Pull every line of the listing below into your answer word for word, leaving out any pictures.

* Material provided
════════════════

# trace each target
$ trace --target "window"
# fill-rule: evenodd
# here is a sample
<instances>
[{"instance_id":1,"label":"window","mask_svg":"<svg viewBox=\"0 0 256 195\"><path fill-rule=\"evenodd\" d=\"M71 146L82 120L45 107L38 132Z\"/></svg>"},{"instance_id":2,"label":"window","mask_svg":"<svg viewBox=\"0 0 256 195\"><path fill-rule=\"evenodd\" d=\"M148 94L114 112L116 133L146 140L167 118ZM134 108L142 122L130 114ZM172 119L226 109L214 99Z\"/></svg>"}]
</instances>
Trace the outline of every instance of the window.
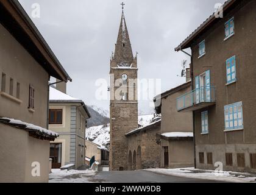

════════════════

* Answer for the task
# trace each target
$ trace --target "window"
# fill-rule: evenodd
# here is a sample
<instances>
[{"instance_id":1,"label":"window","mask_svg":"<svg viewBox=\"0 0 256 195\"><path fill-rule=\"evenodd\" d=\"M71 146L82 120L45 107L38 132Z\"/></svg>"},{"instance_id":2,"label":"window","mask_svg":"<svg viewBox=\"0 0 256 195\"><path fill-rule=\"evenodd\" d=\"M148 94L114 112L116 133L146 140L167 118ZM134 108L142 122L130 114ZM172 119L226 109L214 99Z\"/></svg>"}]
</instances>
Trace the outline of every instance of the window.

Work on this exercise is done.